• _WORK TO DO_: Locate each line in the records below that contains the word "leaf" and copy those lines.

Bounding box annotation entries:
☆ ☆ ☆

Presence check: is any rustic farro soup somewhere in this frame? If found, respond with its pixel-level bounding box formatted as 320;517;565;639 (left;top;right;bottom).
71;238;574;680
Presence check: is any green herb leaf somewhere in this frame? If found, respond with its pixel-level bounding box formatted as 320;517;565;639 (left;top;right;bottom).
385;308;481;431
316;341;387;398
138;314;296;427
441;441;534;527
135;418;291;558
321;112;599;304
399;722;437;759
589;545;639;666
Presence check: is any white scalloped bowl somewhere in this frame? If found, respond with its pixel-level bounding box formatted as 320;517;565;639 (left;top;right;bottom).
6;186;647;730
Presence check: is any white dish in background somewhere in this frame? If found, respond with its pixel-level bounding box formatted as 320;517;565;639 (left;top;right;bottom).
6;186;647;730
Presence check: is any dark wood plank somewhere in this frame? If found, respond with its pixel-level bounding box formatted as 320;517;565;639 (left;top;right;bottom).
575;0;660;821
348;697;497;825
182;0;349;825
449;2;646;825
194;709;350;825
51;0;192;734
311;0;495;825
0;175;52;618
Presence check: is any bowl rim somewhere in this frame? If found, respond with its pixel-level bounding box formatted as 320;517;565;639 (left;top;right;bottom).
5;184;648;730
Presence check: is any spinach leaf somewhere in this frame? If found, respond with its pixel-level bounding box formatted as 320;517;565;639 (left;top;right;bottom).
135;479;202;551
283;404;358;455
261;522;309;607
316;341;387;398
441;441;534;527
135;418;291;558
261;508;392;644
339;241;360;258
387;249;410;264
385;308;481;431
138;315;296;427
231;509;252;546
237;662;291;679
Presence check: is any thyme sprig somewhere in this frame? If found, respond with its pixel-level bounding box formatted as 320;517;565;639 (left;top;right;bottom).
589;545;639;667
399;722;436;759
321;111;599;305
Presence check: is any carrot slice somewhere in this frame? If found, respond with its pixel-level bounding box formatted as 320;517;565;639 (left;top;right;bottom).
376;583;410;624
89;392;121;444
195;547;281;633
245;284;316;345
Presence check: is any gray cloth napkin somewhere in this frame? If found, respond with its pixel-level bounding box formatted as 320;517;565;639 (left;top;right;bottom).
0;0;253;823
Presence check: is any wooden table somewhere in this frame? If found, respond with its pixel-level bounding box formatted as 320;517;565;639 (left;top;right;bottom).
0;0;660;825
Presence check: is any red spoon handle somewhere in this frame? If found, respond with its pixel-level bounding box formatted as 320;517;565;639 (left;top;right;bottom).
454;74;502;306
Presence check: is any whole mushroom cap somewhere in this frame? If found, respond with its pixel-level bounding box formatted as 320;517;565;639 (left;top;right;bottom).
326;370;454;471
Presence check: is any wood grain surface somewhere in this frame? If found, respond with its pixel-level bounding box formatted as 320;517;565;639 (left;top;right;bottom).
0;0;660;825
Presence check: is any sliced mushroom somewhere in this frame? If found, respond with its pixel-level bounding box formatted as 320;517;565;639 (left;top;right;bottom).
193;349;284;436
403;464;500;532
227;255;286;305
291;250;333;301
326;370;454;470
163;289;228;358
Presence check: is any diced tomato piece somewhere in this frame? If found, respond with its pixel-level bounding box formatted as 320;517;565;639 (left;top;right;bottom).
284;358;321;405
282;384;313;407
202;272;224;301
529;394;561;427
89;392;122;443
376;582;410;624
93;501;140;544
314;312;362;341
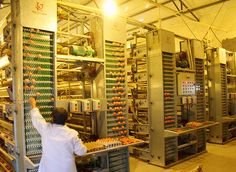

☆ ☆ ☆

• _SOLUTION_:
Presence check: is any green herb leaf somewhere in this frame? If found, respond with its pixel-level bounding box formatted as 320;517;565;639 (left;top;right;bottom).
Presence check: is any spinach leaf somewhere in this frame? If found, respond with its pixel-level bounding box formatted as 320;517;565;639 (left;top;right;bottom).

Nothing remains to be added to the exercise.